**Dataset rows:**
╔══

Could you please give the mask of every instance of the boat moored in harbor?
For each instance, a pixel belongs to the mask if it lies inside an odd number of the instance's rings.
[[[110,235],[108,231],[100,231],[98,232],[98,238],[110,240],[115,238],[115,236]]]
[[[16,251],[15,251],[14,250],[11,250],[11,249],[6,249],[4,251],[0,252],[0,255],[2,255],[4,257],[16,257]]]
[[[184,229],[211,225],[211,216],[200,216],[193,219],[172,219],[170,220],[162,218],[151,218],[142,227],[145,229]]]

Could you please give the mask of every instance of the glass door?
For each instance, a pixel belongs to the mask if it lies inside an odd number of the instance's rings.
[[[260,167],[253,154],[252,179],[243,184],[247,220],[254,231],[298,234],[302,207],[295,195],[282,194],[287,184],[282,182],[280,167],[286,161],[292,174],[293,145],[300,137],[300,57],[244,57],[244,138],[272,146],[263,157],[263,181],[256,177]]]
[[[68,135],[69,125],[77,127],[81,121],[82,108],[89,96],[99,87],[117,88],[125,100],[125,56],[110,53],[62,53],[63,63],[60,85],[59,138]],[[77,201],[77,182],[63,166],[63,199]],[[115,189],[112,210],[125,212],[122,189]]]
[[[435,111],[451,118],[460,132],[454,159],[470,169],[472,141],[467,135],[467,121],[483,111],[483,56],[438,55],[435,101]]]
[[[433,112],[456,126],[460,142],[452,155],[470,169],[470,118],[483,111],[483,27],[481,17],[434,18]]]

╚══

**Problem to solve:** Gather all lines in the records above that contain the word "every", and copy each one as it appears.

**Solution to this exercise:**
Could you please give the mask of every instance of the boat moored in harbor?
Could you please give the mask of every instance of the glass door?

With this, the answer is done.